→ GIVEN PROBLEM: Pick out every line in the entries below that contains the string "garden", and copy each one. Case counts.
::::::::
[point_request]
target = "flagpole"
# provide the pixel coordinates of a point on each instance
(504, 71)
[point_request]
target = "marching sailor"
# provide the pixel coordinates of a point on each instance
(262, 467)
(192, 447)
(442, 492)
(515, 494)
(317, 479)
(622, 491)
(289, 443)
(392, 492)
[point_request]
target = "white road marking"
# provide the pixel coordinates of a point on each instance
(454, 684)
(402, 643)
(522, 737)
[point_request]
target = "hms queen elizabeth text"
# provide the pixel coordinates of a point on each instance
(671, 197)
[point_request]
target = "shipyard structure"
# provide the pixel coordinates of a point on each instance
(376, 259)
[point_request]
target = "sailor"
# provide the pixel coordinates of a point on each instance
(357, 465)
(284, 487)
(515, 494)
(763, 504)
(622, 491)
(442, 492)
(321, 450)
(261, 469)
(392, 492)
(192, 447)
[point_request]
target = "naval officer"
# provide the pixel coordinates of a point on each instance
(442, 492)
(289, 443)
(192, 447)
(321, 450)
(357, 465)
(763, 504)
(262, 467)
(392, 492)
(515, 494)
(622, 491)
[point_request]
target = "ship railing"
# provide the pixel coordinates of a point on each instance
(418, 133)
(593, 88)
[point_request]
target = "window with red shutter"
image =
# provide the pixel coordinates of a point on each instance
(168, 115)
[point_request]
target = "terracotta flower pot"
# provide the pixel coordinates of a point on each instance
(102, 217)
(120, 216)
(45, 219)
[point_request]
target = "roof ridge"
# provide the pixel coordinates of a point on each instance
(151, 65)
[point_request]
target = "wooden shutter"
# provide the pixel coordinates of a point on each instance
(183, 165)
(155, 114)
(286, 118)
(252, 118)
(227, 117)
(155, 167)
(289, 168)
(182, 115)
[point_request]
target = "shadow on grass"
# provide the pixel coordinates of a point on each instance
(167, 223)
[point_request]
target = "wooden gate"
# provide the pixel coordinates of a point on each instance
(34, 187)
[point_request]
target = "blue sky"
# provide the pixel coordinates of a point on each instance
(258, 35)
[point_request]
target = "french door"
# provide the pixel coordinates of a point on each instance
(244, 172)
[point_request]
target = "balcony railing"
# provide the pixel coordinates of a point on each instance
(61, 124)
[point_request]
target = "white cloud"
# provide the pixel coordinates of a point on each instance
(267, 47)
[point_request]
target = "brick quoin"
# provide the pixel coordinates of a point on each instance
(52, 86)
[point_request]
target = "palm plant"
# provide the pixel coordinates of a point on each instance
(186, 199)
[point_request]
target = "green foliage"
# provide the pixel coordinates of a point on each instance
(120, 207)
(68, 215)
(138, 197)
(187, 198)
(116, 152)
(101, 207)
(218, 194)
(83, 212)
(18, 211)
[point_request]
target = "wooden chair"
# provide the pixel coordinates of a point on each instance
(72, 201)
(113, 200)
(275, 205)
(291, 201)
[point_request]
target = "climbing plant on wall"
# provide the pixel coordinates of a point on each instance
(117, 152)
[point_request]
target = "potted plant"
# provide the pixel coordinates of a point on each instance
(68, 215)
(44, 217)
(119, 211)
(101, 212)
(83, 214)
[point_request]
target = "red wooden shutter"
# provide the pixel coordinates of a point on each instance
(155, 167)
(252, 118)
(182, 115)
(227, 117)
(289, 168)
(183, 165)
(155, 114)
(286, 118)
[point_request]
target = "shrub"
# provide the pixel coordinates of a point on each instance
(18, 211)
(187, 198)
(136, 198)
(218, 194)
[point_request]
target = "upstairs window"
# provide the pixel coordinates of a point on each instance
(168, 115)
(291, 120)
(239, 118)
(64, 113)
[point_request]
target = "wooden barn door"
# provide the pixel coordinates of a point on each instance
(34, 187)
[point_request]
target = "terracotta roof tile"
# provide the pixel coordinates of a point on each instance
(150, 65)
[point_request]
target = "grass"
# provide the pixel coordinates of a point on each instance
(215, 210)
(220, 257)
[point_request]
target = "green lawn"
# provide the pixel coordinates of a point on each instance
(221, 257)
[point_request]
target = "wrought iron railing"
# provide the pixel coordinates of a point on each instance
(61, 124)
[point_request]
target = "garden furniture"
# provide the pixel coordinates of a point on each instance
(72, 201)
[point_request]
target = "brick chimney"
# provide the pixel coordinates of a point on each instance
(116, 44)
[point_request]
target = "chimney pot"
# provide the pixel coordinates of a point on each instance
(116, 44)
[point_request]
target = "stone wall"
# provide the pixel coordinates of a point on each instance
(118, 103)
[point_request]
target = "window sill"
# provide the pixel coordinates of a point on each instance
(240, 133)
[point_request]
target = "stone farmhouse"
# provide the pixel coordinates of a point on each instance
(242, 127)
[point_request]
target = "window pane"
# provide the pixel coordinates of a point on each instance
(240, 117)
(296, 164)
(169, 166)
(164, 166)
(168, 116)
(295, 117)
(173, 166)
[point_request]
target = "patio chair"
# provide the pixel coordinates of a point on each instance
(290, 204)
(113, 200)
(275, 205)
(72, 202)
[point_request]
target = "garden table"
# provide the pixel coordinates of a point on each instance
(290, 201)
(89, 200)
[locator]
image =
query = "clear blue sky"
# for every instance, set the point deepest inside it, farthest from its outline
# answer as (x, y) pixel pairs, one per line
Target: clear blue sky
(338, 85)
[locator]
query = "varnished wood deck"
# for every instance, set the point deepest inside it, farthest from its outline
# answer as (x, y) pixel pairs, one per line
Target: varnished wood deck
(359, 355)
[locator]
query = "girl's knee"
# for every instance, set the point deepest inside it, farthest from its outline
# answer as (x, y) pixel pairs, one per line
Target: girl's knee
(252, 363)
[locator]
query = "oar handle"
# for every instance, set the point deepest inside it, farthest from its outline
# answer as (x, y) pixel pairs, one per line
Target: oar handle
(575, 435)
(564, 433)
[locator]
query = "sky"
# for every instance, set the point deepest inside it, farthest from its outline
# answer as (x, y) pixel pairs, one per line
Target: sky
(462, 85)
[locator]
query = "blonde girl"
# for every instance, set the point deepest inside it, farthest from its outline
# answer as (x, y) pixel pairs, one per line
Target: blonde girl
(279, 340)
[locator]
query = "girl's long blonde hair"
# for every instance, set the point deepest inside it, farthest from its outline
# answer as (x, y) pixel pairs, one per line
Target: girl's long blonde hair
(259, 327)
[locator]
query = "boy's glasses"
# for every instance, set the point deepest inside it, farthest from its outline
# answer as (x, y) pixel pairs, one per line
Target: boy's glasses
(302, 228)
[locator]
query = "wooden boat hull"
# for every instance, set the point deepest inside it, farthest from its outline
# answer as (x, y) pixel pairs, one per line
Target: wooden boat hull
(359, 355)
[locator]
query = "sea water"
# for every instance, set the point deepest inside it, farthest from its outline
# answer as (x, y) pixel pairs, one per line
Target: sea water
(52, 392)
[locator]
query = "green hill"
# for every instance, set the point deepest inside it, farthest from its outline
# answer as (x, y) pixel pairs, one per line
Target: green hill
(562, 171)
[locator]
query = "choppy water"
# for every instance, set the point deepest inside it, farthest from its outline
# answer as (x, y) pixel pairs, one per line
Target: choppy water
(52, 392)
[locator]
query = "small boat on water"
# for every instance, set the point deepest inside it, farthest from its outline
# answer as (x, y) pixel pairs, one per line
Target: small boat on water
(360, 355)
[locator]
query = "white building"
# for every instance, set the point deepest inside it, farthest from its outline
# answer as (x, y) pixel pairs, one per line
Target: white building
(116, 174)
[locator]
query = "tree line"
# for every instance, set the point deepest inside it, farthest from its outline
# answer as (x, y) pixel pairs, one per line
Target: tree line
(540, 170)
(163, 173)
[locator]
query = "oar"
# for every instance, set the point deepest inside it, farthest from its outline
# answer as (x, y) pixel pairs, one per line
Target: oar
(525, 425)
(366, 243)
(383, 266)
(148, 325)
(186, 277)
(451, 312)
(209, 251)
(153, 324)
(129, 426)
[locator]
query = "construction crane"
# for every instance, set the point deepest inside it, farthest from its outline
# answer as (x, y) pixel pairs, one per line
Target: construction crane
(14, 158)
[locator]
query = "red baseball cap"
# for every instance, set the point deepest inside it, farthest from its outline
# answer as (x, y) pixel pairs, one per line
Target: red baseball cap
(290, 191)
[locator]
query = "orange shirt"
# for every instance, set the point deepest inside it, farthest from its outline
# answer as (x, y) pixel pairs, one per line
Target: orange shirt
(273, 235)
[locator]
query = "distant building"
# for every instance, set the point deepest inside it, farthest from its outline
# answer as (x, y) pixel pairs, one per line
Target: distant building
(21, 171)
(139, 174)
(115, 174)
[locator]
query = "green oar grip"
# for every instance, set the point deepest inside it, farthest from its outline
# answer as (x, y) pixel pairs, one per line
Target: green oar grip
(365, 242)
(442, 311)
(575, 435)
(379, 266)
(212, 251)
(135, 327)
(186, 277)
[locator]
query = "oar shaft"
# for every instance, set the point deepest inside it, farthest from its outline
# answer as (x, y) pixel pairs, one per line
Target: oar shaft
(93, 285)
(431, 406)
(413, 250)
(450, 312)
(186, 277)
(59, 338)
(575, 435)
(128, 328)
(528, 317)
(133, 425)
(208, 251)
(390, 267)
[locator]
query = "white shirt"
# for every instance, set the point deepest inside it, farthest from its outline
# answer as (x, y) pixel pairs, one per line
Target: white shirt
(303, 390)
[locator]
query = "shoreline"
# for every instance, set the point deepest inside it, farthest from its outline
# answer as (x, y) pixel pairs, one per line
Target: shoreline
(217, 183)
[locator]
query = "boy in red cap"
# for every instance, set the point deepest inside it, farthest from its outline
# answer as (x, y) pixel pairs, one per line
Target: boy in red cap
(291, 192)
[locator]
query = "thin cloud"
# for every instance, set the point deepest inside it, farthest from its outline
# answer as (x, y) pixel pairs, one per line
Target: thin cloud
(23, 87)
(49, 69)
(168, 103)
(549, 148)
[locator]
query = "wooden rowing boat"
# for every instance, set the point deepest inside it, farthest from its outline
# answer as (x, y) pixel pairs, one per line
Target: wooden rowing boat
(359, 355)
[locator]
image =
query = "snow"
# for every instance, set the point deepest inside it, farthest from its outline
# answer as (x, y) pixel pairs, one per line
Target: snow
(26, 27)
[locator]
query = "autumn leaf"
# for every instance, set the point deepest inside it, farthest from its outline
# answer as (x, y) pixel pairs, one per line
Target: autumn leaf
::::::::
→ SOLUTION TO THIS EXERCISE:
target = "garden furniture"
target = "garden table"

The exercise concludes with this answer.